Text passage
Auguste Baillayre (1879 in Eastern Pyrenees – 1961 in Bucharest) was a painter from France. He was a professor at Ecolle de Belle Arte of Chişinău and the first director of the National Museum of Fine Arts, Chişinău.

Biography
Auguste Baillayre was born in 1879 in France (Eastern Pyrenees) where he spent his childhood and his adolescence in Georgia (1885–1898). He studied then in Amsterdam, St. Petersburg and Grenoble and became an important artistic personality in Chişinău (1918–1943). He was a professor at the Chişinău Art School. Several of his works are kept at the National Museum of Fine Arts, Chişinău, whose first director he was in 1939.

The Post of Moldova issued, on May 1, 2009, its 9th postal stationery cover with a preprinted stamp commemorating the 130th anniversary of Auguste Baillayre. A portrait of the painter appears on the stamp and two of his works, "Still Life with Fish" (1927) and "Self Portrait with Masks" (1945), are also reproduced on the left on the envelope.

Information supplied
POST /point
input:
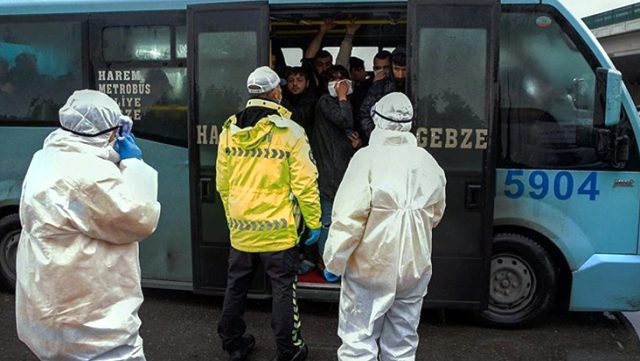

Tasks to perform
- A) For the biography of Auguste Baillayre, state whether each statement agrees with it, answering yes or no and quoting the deciding words: (i) Baillayre became the first director of the National Museum of Fine Arts, Chişinău, in 1939; (ii) the Post of Moldova issued the commemorative cover on May 1, 2010; (iii) "Still Life with Fish" dates from 1945.
- B) Write out part of the biography of Auguste Baillayre word for word, beginning at the words "Auguste Baillayre (1879" and stopping after "was in 1939.".
Nothing in the listing is needed for this work.

Solutions per task
- A)
(i) Yes: "whose first director he was in 1939"
(ii) No: "on May 1, 2009"
(iii) No: ""Still Life with Fish" (1927)"

- B)
Auguste Baillayre (1879 in Eastern Pyrenees – 1961 in Bucharest) was a painter from France. He was a professor at Ecolle de Belle Arte of Chişinău and the first director of the National Museum of Fine Arts, Chişinău.

Biography
Auguste Baillayre was born in 1879 in France (Eastern Pyrenees) where he spent his childhood and his adolescence in Georgia (1885–1898). He studied then in Amsterdam, St. Petersburg and Grenoble and became an important artistic personality in Chişinău (1918–1943). He was a professor at the Chişinău Art School. Several of his works are kept at the National Museum of Fine Arts, Chişinău, whose first director he was in 1939.